Region pointing data:
++++

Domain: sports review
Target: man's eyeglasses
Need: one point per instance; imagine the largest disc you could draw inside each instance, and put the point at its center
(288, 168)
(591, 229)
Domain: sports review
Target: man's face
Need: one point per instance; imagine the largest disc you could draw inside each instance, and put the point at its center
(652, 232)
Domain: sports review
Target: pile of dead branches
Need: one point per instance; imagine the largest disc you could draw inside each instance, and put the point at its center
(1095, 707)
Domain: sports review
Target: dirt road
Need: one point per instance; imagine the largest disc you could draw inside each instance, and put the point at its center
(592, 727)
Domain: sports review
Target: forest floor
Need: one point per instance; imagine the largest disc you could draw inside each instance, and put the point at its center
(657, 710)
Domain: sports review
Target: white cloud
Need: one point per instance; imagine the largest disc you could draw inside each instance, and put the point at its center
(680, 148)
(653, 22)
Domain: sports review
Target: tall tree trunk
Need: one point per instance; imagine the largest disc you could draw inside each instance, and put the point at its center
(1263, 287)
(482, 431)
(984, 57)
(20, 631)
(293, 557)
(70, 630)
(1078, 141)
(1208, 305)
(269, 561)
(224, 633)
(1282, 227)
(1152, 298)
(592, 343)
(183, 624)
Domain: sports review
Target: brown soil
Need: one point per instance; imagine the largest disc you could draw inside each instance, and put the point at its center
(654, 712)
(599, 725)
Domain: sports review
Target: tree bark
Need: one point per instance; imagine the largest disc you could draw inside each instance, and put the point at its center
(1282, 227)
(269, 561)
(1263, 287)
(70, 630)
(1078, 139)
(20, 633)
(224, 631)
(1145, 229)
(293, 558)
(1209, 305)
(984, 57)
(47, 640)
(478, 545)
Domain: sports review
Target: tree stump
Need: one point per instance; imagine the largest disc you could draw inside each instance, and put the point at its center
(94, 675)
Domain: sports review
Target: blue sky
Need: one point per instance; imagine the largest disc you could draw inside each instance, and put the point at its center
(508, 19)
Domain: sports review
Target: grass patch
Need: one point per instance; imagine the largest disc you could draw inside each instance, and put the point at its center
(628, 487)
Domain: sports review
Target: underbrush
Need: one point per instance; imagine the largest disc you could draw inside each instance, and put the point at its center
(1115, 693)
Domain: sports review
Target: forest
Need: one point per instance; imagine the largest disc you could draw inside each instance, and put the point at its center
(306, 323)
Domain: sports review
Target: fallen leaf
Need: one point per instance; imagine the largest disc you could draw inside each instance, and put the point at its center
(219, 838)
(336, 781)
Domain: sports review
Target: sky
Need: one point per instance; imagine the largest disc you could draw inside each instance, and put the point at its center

++++

◆ What is needed
When copying the data above, please keep exactly the lines from its first line through the line with "Target: pile of dead branches", both ends included, and drop the rest.

◆ Output of the exercise
Domain: sports review
Target: man's eyeglasses
Need: one point per instance; imagine the largest disc you could draw inside each instance, and put the point at its center
(288, 168)
(591, 229)
Domain: sports review
Target: man's face
Need: one point per instance; imagine the largest disc you could draw inside each instance, and put the point at its center
(652, 232)
Domain: sports review
Target: pile of dead branches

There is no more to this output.